— begin Data records —
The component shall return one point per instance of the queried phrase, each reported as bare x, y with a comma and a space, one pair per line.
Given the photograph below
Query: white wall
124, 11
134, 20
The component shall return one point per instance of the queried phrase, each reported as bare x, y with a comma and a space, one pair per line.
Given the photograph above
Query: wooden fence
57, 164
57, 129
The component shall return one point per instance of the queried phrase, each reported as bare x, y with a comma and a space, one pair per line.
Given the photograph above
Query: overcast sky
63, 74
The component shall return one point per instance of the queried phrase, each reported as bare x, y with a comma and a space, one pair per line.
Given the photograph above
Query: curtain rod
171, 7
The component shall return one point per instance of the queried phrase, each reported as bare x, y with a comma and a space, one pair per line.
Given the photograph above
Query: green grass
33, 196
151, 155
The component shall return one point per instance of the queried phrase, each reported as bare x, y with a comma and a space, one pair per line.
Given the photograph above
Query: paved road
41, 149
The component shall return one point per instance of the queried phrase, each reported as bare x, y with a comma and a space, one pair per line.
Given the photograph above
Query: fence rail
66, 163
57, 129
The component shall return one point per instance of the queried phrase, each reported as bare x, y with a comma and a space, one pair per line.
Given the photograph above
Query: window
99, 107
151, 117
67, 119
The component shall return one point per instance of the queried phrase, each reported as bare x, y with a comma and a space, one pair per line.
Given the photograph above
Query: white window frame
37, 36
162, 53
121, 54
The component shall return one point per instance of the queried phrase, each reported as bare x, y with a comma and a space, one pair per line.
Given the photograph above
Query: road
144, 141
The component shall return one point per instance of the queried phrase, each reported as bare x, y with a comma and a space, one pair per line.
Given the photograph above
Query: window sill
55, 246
— end Data records —
— begin Data records —
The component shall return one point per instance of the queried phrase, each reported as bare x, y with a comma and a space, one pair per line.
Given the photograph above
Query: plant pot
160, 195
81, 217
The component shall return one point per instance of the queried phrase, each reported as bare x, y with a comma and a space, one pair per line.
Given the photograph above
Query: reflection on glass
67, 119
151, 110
— end Data records —
The exercise ▸ List every line of the records that contains the string "window", copying each such line in full.

Reply to the exercise ▸
Query: window
Query: white window frame
Query: window sill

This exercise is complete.